Problem statement:
Write out the lines in the records below from the line with "instances of bamboo" to the line with "(0, 0), (104, 80)", including both, and nothing else.
== Data excerpts
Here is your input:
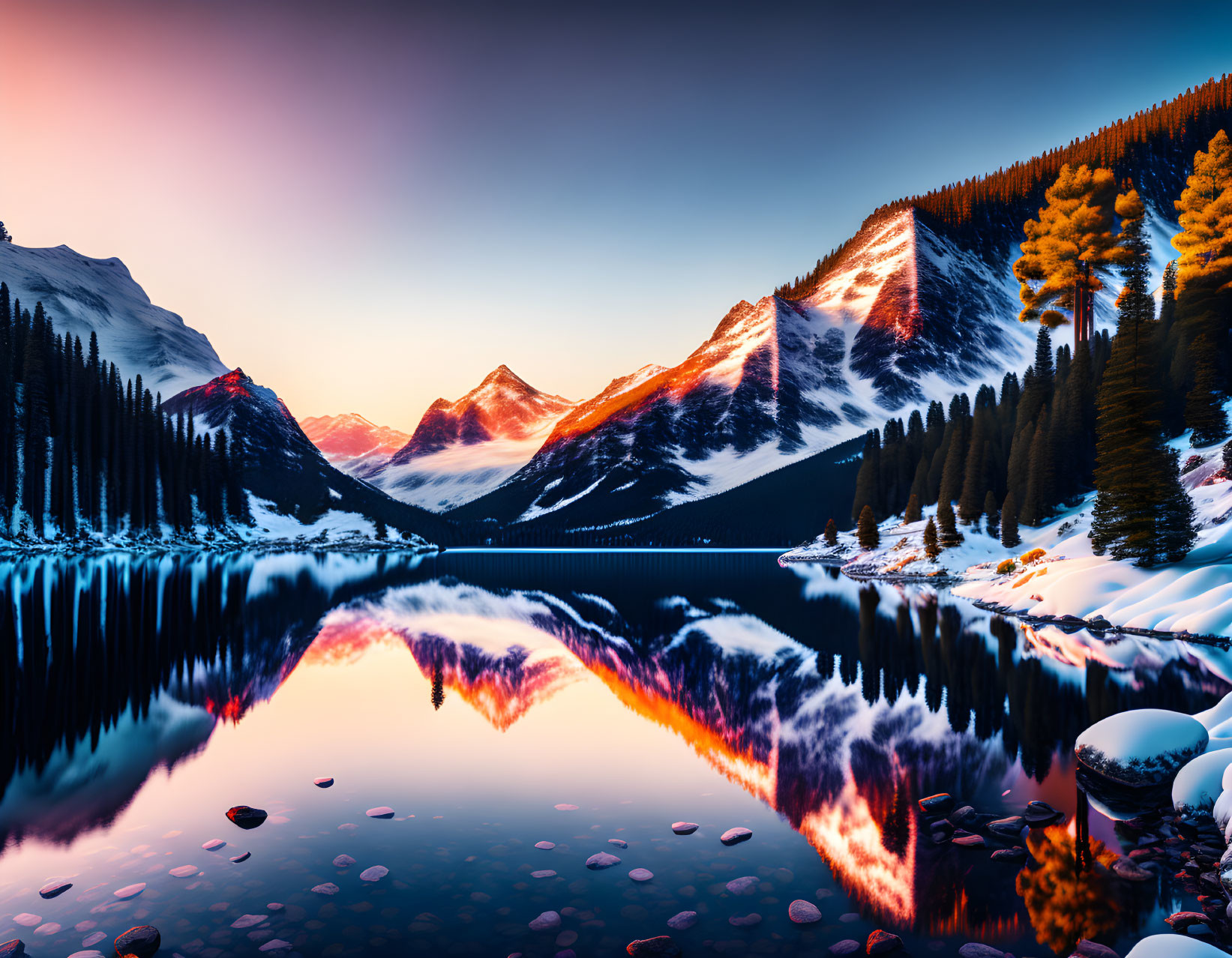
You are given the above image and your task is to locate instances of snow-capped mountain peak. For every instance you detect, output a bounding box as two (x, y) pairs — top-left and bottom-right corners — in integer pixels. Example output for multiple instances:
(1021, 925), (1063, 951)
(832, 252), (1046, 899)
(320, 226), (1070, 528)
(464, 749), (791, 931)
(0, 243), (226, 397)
====
== Data excerpts
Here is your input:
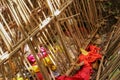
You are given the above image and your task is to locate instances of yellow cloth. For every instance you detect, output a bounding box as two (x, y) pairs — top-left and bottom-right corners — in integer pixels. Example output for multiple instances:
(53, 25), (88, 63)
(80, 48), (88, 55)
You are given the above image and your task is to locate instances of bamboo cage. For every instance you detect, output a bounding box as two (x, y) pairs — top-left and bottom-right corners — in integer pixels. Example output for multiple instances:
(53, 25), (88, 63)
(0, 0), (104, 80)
====
== Data excerpts
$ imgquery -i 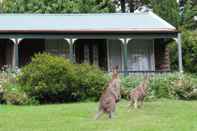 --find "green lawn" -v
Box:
====
Finished answer:
You are given the above image and your task is to locate instances of bamboo cage. For every instance you detect, output a bounding box as two (x, y) pairs — top-left and bottom-right corners — in integer pixels. Example output for multiple instances:
(53, 25), (88, 63)
(0, 0), (104, 80)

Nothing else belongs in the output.